*Jobs*
a: In the PHP regular expressions tutorial, write out the stretch from "preg_match()" through "the regular expression." word for word.
b: Summarize the PHP regular expressions tutorial in two sentences.

*Document excerpt*
Using Perl Compatible Regular Expressions with PHP
Intended Audience
Overview
Learning Objectives
Definitions
Background Information
Prerequisites
PCRE Syntax
How the Scripts Work
Script Overview
E-mail Validation
Scripts
About The Author
Intended Audience
This tutorial is intended for the PHP programmer interested in
using Perl Compatible Regular Expressions (or PCRE for short) to match or
replace values within its target.
A basic understanding of PHP and an overview of Perl will be
given in this tutorial. Knowledge of the intended use of regular expressions
will be helpful, although this tutorial should make that clear.
Readers interested in learning more about Regular Expressions
and PHP before reading this tutorial are encouraged to do so by referring
to:
Zend.com’s PHP manual entry on PCRE
http://www.zend.com/manual/ref.pcre.php
Zend.com’s PHP manual entry on preg_* functions
http://www.zend.com/manual/function.preg-replace.php
Overview
This tutorial will show you how to replace, match and
otherwise manipulate strings within a target by using regular expressions. A
regular expression is used for complex string manipulation in PHP and can be
very handy when one needs to validate a value, grab information from an outside
source, locate information within a page, or replace all of one specified string
or value with another. It can be a great timesaver by doing all of the “find and
replace” work that one would otherwise have to do by hand. Regular Expressions
can also take care of much of the double checking that one often does when, for
example, making sure that e-mail address submitted to a listserv are correct, or
that URLs submitted for links are in the proper format.
Learning Objectives
In this tutorial, you will learn how to use the following PHP
functions:
preg_replace()
preg_match()
preg_match_all()
preg_replace_all()
Definitions
Regular Expression: A function consisting of an expression
used for complex string manipulation in PHP.
PCRE: Perl Compatible Regular Expressions – use syntax widely
used in Perl. Alternate Regular expressions can employ POSIX-extended
syntax.
Target: The text file, web page, or other file that will be
“searched” by the regular expression.
Object: The entity within the target that will be searched
for.
Background Information
When using regular expressions, there is one thing more
important than all the rest. That item is syntax. Without the proper syntax, and
by which the exact definition of what you are searching for is set, the regular
expression can function improperly without limitation or, it can simply not
function at all. In order to alleviate constant syntax problems, a plan of
attack and a bit of patience is usually the key. So, it is usually prudent with
a regular expression, especially depending on the restrictions on has in place,
to first over specify the target and then simplify down. This amount of scrutiny
insures that the object you are searching for is the only one grabbed, instead
of outputting large amounts of unnecessary and unwanted matches.

*Provided material*
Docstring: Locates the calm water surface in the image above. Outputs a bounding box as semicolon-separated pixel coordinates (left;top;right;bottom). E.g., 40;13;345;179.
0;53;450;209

---

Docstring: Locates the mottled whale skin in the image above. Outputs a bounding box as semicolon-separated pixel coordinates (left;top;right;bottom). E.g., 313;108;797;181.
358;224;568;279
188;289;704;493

==

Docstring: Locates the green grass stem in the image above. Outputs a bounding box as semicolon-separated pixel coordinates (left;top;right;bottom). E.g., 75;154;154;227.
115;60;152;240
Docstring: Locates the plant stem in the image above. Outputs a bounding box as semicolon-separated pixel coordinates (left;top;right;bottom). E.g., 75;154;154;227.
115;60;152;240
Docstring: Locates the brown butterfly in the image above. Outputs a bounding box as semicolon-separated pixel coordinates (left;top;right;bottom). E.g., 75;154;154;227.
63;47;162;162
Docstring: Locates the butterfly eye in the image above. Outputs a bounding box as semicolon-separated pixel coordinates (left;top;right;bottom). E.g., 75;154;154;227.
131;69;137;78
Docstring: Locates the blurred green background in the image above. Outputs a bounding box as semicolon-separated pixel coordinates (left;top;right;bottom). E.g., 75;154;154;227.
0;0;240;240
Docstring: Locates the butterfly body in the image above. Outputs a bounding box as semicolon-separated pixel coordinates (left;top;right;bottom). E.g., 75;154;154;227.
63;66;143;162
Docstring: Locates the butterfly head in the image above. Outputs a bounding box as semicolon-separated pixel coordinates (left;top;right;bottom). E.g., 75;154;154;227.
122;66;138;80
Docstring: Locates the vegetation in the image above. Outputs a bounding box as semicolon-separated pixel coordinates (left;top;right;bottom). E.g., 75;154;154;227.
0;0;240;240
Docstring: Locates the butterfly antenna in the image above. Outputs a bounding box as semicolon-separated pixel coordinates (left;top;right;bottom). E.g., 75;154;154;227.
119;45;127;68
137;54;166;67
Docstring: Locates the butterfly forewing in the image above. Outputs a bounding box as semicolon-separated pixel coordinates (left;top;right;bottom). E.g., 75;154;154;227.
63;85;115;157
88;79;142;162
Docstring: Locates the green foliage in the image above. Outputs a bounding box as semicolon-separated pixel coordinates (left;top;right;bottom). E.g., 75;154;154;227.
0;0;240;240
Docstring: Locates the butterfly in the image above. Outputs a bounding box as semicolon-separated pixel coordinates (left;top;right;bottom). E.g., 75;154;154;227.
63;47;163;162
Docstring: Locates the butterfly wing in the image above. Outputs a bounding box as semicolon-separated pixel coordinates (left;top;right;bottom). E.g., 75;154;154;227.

*Solution set*
a:
preg_match()
preg_match_all()
preg_replace_all()
Definitions
Regular Expression: A function consisting of an expression
used for complex string manipulation in PHP.
PCRE: Perl Compatible Regular Expressions – use syntax widely
used in Perl. Alternate Regular expressions can employ POSIX-extended
syntax.
Target: The text file, web page, or other file that will be
“searched” by the regular expression.

b: The tutorial is aimed at PHP programmers and shows how to use Perl Compatible Regular Expressions to match, replace, and otherwise manipulate strings within a target, using functions such as preg_replace(), preg_match(), and preg_match_all(). It stresses that proper syntax matters more than anything else and advises first over-specifying the target and then simplifying, so that only the wanted object is matched.